Brano da leggere
Iran e Olanda, la cultura persiana e quella olandese sono presenti nel suo romanzo. Tutte le bellissime poesie, che Lei ha citato nel romanzo, hanno una vena molto malinconica.        

    Abbiamo parlato prima del rapporto con il passato, di che cosa si provi quando uno arriva e ha perso il suo paese, le sue donne, le sue strade, la sua lingua, la sicurezza e sogna ogni notte di ritornare e tutte le persone note vengono a trovarlo nei suoi sogni, e la vita è piena di nostalgia. C’è solo una cosa che, come scrittore persiano, ti può aiutare: le poesie, non poesie tristi, ma molto malinconiche. La poesia è importante per i persiani: le nostre nonne non sapevano né leggere né scrivere ma conoscevano centinaia di poesie, sono le donne che hanno tramandato queste poesie. E sono poesie tristi perché la storia della Persia è una storia di guerre, di nemici che ci hanno distrutto e il nostro pensiero ricorre spesso alla morte. C’è una vena nostalgica e melanconica perché l’Islam ha distrutto quello che eravamo e da allora rimpiangiamo il passato. La nostalgia è nel nostro corpo, le poesie d’amore persiane sono poesie di dolore.
 
Ci sono tre località di cui si parla in maniera ricorrente nel romanzo: la montagna, la grotta e il pozzo. Qual è il loro valore simbolico?

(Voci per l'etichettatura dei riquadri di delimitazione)
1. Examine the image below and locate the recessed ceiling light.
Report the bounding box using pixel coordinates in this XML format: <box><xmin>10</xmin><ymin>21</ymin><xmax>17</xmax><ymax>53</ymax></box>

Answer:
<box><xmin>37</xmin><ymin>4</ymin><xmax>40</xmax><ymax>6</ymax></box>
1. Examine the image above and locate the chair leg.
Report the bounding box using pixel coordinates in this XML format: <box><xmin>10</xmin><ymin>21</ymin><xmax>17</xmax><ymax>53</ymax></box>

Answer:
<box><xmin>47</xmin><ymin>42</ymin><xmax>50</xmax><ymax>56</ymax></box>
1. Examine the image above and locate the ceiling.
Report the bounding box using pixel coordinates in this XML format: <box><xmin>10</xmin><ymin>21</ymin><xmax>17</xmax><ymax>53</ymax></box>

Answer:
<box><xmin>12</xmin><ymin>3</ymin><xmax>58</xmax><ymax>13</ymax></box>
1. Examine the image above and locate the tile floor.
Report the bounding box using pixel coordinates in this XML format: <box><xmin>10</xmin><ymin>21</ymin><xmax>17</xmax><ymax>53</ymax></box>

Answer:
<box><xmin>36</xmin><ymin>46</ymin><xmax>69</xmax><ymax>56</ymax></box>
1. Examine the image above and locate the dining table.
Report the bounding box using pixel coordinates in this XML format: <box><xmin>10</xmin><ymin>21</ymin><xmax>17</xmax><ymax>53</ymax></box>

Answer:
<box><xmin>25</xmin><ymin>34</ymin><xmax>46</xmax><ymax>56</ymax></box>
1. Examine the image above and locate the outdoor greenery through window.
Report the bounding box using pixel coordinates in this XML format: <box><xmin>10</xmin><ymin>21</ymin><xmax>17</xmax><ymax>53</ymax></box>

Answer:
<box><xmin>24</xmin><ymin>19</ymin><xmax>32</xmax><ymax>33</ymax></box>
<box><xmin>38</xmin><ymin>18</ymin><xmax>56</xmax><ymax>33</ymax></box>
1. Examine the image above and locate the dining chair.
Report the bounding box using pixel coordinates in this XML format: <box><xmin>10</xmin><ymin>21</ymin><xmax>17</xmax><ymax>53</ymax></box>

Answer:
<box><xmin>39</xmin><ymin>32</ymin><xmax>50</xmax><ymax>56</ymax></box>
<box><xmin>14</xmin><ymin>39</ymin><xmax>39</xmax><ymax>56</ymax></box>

Consegna
Cita per intero il brano sulla poesia persiana, parola per parola. Le righe costituiscono materiale a sé, distinto dal brano.

Risposta alla consegna
Iran e Olanda, la cultura persiana e quella olandese sono presenti nel suo romanzo. Tutte le bellissime poesie, che Lei ha citato nel romanzo, hanno una vena molto malinconica.        

    Abbiamo parlato prima del rapporto con il passato, di che cosa si provi quando uno arriva e ha perso il suo paese, le sue donne, le sue strade, la sua lingua, la sicurezza e sogna ogni notte di ritornare e tutte le persone note vengono a trovarlo nei suoi sogni, e la vita è piena di nostalgia. C’è solo una cosa che, come scrittore persiano, ti può aiutare: le poesie, non poesie tristi, ma molto malinconiche. La poesia è importante per i persiani: le nostre nonne non sapevano né leggere né scrivere ma conoscevano centinaia di poesie, sono le donne che hanno tramandato queste poesie. E sono poesie tristi perché la storia della Persia è una storia di guerre, di nemici che ci hanno distrutto e il nostro pensiero ricorre spesso alla morte. C’è una vena nostalgica e melanconica perché l’Islam ha distrutto quello che eravamo e da allora rimpiangiamo il passato. La nostalgia è nel nostro corpo, le poesie d’amore persiane sono poesie di dolore.
 
Ci sono tre località di cui si parla in maniera ricorrente nel romanzo: la montagna, la grotta e il pozzo. Qual è il loro valore simbolico?